--- Exercise brief ---
Quote everything in the records from the line containing "Would you mind indicating the rocky" down to the line containing "Would you mind indicating the airplane", both lines included, and omit the pictures from your answer.

--- Exercise input ---

— Start —

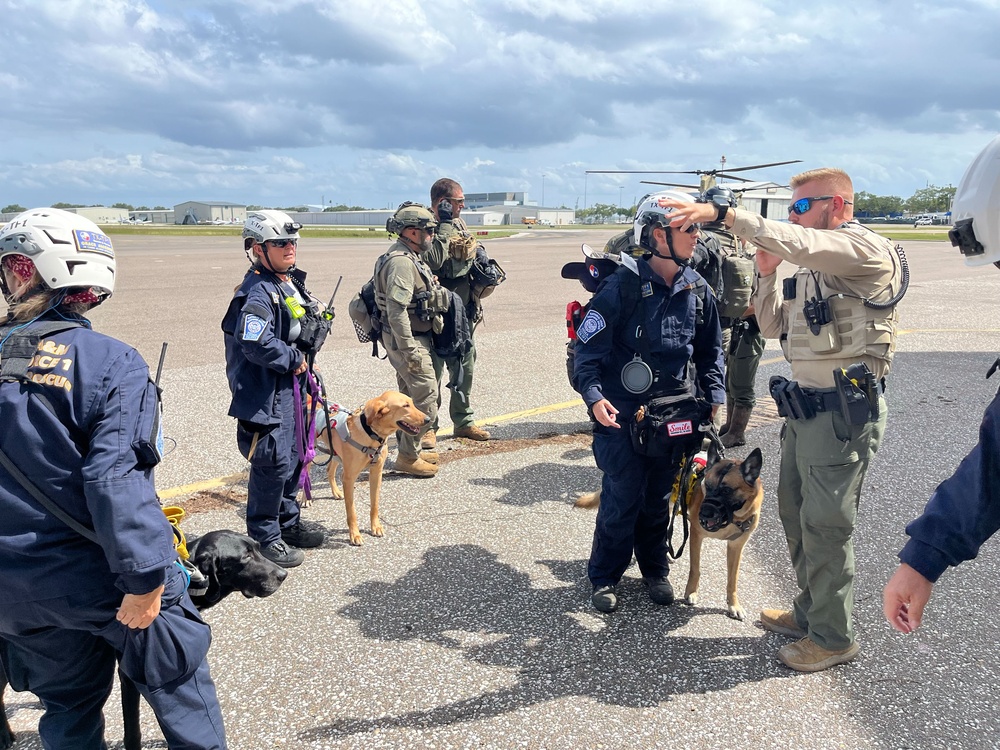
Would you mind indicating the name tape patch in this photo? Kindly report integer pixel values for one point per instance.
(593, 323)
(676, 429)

— End —
— Start —

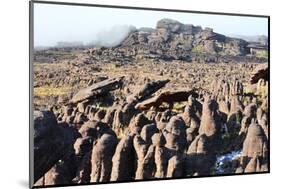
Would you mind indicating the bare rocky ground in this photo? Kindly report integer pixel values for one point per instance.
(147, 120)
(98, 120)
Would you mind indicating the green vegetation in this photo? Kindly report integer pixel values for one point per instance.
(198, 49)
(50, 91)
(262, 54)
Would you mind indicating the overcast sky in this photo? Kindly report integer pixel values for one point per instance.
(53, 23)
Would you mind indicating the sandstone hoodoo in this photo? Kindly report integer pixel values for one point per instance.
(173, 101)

— End —
— Start —

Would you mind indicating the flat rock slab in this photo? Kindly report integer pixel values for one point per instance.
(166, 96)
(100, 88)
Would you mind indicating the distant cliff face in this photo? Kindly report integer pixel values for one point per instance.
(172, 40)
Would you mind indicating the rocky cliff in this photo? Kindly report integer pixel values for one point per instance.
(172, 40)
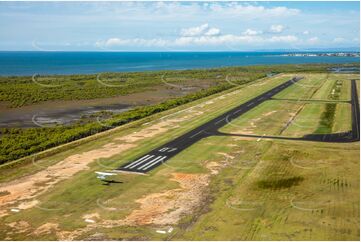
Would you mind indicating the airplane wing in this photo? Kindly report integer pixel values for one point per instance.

— End —

--- Exercise solution ---
Would you mind indicating the rocky cliff in this photo? Kindly report integer pixel values for one point per instance.
(172, 40)
Would you mind indicating the airplane wing in this photo? Kindly report integer pixel values for one point per instance.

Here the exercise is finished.